### [Stated problem]
Reproduce the records below word for word, starting with their first line and going on through the line that contains "point(670, 196)", with both of those lines included.
+++ Supplied data +++
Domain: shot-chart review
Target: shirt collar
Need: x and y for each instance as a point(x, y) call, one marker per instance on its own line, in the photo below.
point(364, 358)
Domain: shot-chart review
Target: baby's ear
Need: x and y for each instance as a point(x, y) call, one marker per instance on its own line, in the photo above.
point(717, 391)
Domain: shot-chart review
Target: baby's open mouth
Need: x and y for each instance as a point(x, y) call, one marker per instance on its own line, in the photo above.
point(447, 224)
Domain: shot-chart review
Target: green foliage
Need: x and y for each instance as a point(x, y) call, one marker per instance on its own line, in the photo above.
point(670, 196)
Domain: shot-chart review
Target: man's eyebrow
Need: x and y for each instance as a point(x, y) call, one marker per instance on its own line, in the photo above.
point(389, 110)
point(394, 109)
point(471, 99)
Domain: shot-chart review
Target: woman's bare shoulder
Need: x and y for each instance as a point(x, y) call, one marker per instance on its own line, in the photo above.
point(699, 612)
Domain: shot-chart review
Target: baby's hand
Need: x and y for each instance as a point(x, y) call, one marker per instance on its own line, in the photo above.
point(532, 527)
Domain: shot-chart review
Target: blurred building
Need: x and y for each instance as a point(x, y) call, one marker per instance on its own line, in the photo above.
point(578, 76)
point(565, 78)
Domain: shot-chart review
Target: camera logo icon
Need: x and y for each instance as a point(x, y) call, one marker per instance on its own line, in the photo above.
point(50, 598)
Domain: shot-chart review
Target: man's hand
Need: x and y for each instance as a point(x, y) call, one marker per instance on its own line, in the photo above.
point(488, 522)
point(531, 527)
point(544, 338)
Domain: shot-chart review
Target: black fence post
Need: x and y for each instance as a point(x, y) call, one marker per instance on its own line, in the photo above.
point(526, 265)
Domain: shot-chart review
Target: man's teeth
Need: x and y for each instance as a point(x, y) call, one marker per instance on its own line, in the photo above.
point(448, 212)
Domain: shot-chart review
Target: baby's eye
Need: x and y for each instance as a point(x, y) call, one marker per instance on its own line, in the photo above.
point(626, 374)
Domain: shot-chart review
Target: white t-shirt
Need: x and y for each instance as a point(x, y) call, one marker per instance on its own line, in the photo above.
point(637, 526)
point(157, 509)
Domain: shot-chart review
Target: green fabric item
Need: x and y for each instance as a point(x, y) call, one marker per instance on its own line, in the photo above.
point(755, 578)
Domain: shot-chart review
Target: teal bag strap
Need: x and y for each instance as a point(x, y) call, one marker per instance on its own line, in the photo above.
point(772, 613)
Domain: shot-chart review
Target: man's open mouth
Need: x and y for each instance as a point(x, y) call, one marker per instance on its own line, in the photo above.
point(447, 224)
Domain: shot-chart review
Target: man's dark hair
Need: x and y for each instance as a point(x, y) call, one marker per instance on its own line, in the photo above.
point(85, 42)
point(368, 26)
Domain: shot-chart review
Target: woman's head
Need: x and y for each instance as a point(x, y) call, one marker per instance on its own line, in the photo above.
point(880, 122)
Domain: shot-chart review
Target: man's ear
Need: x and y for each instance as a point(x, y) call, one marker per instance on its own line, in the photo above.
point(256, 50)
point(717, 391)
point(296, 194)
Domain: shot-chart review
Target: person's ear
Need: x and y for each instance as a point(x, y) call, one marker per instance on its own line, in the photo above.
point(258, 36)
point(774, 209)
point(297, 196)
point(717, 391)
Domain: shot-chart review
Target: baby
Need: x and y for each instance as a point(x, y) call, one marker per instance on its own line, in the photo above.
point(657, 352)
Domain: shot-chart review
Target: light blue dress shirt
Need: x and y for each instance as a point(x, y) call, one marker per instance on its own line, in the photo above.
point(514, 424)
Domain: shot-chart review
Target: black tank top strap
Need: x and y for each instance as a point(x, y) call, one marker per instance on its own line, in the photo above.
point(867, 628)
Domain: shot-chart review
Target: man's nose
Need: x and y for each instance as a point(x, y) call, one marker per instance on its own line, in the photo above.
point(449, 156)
+++
### [Output]
Domain: shot-chart review
Target: shirt collar
Need: x and y for each instance as a point(x, y) call, one marker per instance on its own line, in the photo below.
point(364, 358)
Domain: shot-chart review
Target: baby's ear
Need: x and y for each instance as a point(x, y) call, one marker per instance on its own line, in the photo above.
point(717, 391)
Domain: shot-chart review
Target: baby's open mouth
Need: x and y for each instance as a point(x, y) call, one marker per instance on its own line, in the photo above.
point(447, 224)
Domain: shot-chart review
Target: green foliage
Need: x and y for each instance as a point(x, y) call, one marker per instance on its own line, in the photo above.
point(670, 196)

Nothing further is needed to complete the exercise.